Empire of the Southern Moon is a great book, but it takes place in the 17th and 18th centuries. It's hardly relevant here. Native Americans began cultivating crops about 4,000 years ago. Ergo, they were no longer foragers (hunter-gatherers). Same goes for Polynesians. I finally had the chance to do some looking. In other words, all the anthropolgists and other scientists I've been quoting you from are not "myths." It's mighty condescending to act like this is something I've cooked up and to call it "your premise" in the face of all the science that I've already linked to you, particularly when you are trying to refute it with stuff that took place thousands of years later. As I've already said, this is well established anthropological fact. Precontact is not the metric. Pre-agriculture is. That's when our social structures changed.
Have you read any of the stories I've already linked you, includig the one from the World Economic Forum? I'll put it here again for your convenience.
As I've already excerpted to you from that article (and in The Trope of the Farmer's Daughter), the agricultural revolution is the time when small forager bands settled down more to farm, which completely changed the social structure from a highly egalitarian one to a patriarchal dominance hierarchy, which is a socially stratified culture in more ways than just a gender power differential. I've written dozens of stories about that already so not going into that further here.
Up through the Neolithic period, when early agricultural settlements like Çatalhöyük were flourishing, enforced egalitarianism was still the norm. It wasn’t until near the end of the settlement’s existence that more hierarchical societal mechanisms are in evidence. Ian Hodder, who leads the Çatalhöyük Research Project believes that it was a highly developed system of beliefs and rituals that helped the society be cohesive in the absence of leaders.

====

§ Task objective:
From the passage above on agriculture and social hierarchy, copy word for word the stretch from "Have you read" through "for your convenience.".

(Point-per-instance localization data)

====

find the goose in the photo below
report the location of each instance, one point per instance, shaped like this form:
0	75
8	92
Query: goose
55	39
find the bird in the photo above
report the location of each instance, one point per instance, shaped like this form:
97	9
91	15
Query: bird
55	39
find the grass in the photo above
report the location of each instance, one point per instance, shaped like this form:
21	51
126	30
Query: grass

====

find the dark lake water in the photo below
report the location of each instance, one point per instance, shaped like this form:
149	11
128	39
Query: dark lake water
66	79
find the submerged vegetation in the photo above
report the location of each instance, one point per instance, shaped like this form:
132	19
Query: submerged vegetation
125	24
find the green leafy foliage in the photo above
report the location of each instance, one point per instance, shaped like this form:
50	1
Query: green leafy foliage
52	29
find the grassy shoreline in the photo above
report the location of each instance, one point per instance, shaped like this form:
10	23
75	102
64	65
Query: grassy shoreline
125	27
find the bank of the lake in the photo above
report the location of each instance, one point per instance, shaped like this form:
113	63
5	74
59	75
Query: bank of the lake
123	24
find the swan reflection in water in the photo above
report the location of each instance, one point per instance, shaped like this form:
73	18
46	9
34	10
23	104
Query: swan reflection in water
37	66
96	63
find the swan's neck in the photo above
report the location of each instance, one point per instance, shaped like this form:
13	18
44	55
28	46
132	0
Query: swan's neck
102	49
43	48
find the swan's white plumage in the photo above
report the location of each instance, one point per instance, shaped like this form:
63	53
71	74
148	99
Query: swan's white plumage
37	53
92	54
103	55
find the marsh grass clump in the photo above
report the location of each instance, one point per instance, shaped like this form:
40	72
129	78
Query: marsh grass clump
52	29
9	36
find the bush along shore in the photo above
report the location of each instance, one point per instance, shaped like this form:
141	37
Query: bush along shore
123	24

====

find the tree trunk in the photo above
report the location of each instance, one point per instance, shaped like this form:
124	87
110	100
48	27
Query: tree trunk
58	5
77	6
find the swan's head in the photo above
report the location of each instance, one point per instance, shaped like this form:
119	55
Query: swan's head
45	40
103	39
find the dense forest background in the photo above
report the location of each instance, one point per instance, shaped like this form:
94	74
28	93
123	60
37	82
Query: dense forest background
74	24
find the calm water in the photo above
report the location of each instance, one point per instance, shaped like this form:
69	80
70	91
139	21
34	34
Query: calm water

====

§ Answer for this exercise:
Have you read any of the stories I've already linked you, includig the one from the World Economic Forum? I'll put it here again for your convenience.